- **TEXTO FORNECIDO**:
******

A primeira mensagem foi disparada às 11h26m para um grupo com 190 participantes. Duas horas depois, o número de pessoas afetadas já havia sido multiplicado por dez — chegando a 2.358 pessoas.

Até o fim do dia, a mensagem chegou aos telefones de 4.265 pessoas apenas entre os grupos monitorados pelo grupo de pesquisa. Segundo Alessandra Aldé, coordenadora da pesquisa e professora da Uerj, a forma como as notícias falsas são produzidas e distribuídas denota uma articulação centralizada, que se opõe à ideia de difusão orgânica.

— A linguagem e o apuro estético que observamos são mais próximos das campanhas profissionais do que da fabricação amadora de memes — explica.

— Você percebe que existe uma produção profissional dessas notícias. Elas não são simples textos de um eleitor comum, há um padrão.

******

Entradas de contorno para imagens
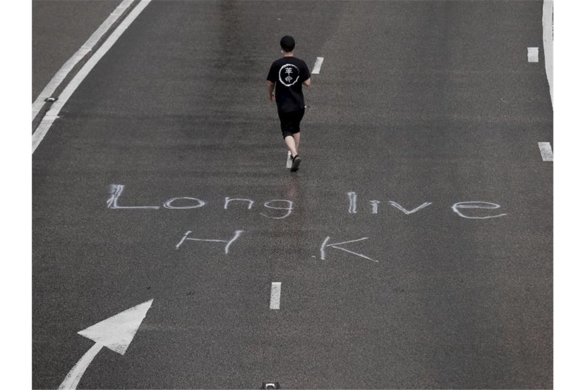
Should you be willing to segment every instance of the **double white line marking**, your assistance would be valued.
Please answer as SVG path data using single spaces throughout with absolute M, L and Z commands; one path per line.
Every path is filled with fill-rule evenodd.
M 47 111 L 43 119 L 41 120 L 40 124 L 39 127 L 36 128 L 35 132 L 33 133 L 33 144 L 32 144 L 32 153 L 34 153 L 35 151 L 36 150 L 37 147 L 39 144 L 40 143 L 41 141 L 45 137 L 45 136 L 49 132 L 49 129 L 50 128 L 51 126 L 53 125 L 53 122 L 54 122 L 57 117 L 57 115 L 63 108 L 65 103 L 67 103 L 69 98 L 73 94 L 75 90 L 77 88 L 77 87 L 81 83 L 81 81 L 86 78 L 86 76 L 88 75 L 90 71 L 94 68 L 96 64 L 100 61 L 104 55 L 108 51 L 108 50 L 114 45 L 114 44 L 118 40 L 118 39 L 120 37 L 122 33 L 126 30 L 132 22 L 138 16 L 141 12 L 142 12 L 149 3 L 151 2 L 151 0 L 141 0 L 140 3 L 139 3 L 130 12 L 128 15 L 124 19 L 124 20 L 116 27 L 112 33 L 108 37 L 108 39 L 104 42 L 104 43 L 96 50 L 96 53 L 90 57 L 90 59 L 87 60 L 84 65 L 81 67 L 80 71 L 76 74 L 76 75 L 71 79 L 71 81 L 69 82 L 63 91 L 59 96 L 59 99 L 55 102 L 52 106 L 51 108 Z M 33 118 L 36 116 L 36 113 L 39 112 L 40 108 L 42 106 L 42 102 L 44 101 L 45 96 L 50 95 L 54 92 L 55 88 L 61 83 L 61 82 L 65 78 L 65 77 L 69 73 L 73 67 L 87 53 L 91 51 L 93 46 L 102 37 L 102 36 L 108 30 L 108 29 L 112 26 L 114 23 L 118 20 L 120 15 L 123 13 L 124 10 L 126 9 L 132 3 L 132 1 L 125 1 L 121 3 L 114 12 L 113 12 L 112 15 L 108 17 L 106 20 L 102 23 L 98 30 L 92 34 L 90 39 L 87 40 L 86 43 L 81 46 L 77 52 L 73 55 L 73 56 L 65 63 L 64 65 L 62 67 L 59 71 L 57 73 L 49 83 L 47 87 L 43 90 L 41 94 L 37 98 L 35 103 L 33 103 Z M 49 97 L 47 96 L 47 97 Z

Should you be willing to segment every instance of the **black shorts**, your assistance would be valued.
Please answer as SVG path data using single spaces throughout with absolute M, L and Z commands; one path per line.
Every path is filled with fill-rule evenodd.
M 299 124 L 301 123 L 304 113 L 305 113 L 304 108 L 291 112 L 279 112 L 281 131 L 283 133 L 283 138 L 299 133 Z

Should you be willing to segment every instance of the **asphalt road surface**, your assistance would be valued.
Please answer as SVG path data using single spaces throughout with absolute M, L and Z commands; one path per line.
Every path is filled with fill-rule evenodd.
M 152 299 L 80 388 L 551 388 L 541 6 L 152 2 L 33 155 L 33 387 Z M 324 58 L 296 173 L 286 34 Z

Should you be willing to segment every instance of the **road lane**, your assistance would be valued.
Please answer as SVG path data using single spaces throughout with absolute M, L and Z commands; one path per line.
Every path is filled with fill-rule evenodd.
M 535 143 L 551 112 L 526 60 L 540 23 L 536 2 L 152 3 L 33 157 L 33 386 L 91 347 L 76 332 L 153 298 L 125 356 L 98 354 L 80 387 L 551 387 L 552 171 Z M 285 33 L 327 61 L 295 174 L 264 82 Z M 161 207 L 108 209 L 112 184 L 120 205 Z M 162 207 L 176 197 L 206 204 Z M 293 212 L 262 215 L 285 212 L 271 199 Z M 471 201 L 507 215 L 452 209 Z M 228 254 L 176 249 L 239 229 Z M 327 236 L 367 237 L 343 247 L 379 262 L 322 260 Z

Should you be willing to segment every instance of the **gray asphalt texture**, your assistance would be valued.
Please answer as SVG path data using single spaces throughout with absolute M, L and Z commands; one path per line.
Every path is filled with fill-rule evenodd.
M 78 331 L 153 298 L 80 388 L 552 388 L 541 20 L 538 1 L 152 2 L 33 156 L 33 387 L 93 344 Z M 285 34 L 310 70 L 325 57 L 296 173 L 265 81 Z M 112 184 L 161 208 L 108 209 Z M 182 196 L 206 205 L 162 207 Z M 283 215 L 271 199 L 293 212 L 263 215 Z M 472 201 L 506 215 L 451 208 Z M 236 230 L 227 254 L 176 249 Z M 321 260 L 327 236 L 369 237 L 343 247 L 378 263 Z

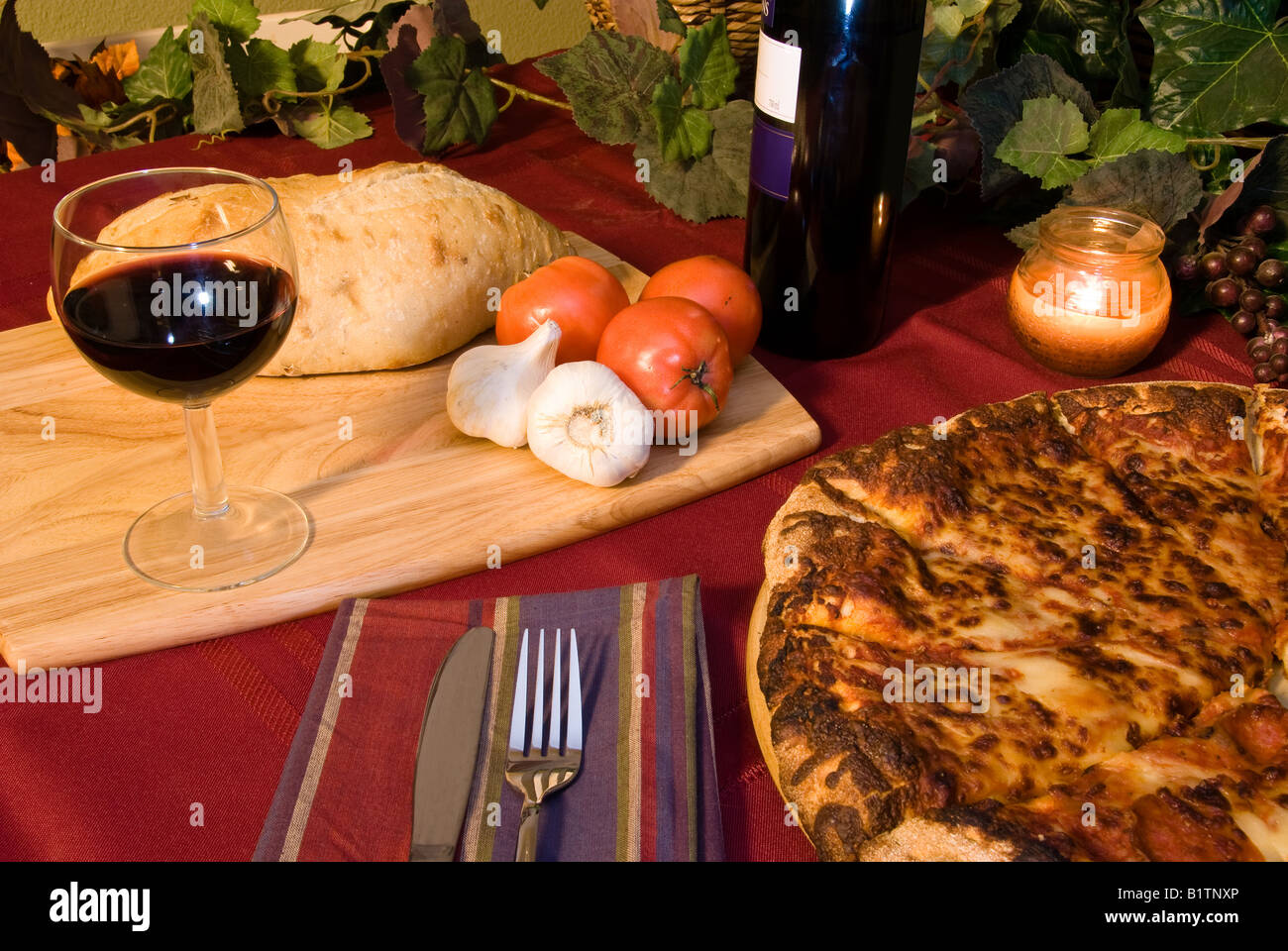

******

- **OBJETIVO DECLARADO**: Dê continuidade ao texto sobre a difusão de notícias falsas em grupos de mensagens, começando logo após a última frase apresentada.

- **RESPOSTA ESPERADA**:
Pesquisadores da Uerj buscaram entender caminho dos boatos no aplicativo

Limites

O pesquisador João Guilherme Bastos dos Santos, que coordena a análise de dados do estudo, destaca que quase a totalidade dos participantes dos grupos de WhatsApp monitorados está indiretamente interconectada. Isso porque uma rede de perfis que integram diversos grupos funciona como elo. Apesar disso, os pesquisadores perceberam que nem todos os usuários são atingidos igualmente pelos boatos.

— Nosso objetivo era entender qual é o caminho da notícia falsa. Se está todo mundo interconectado, o potencial dessa rede faz com que ela possa chegar a quase todo mundo. Mas ela não chega porque as notícias falsas têm caminhos preferenciais de acordo com o tema que abordam.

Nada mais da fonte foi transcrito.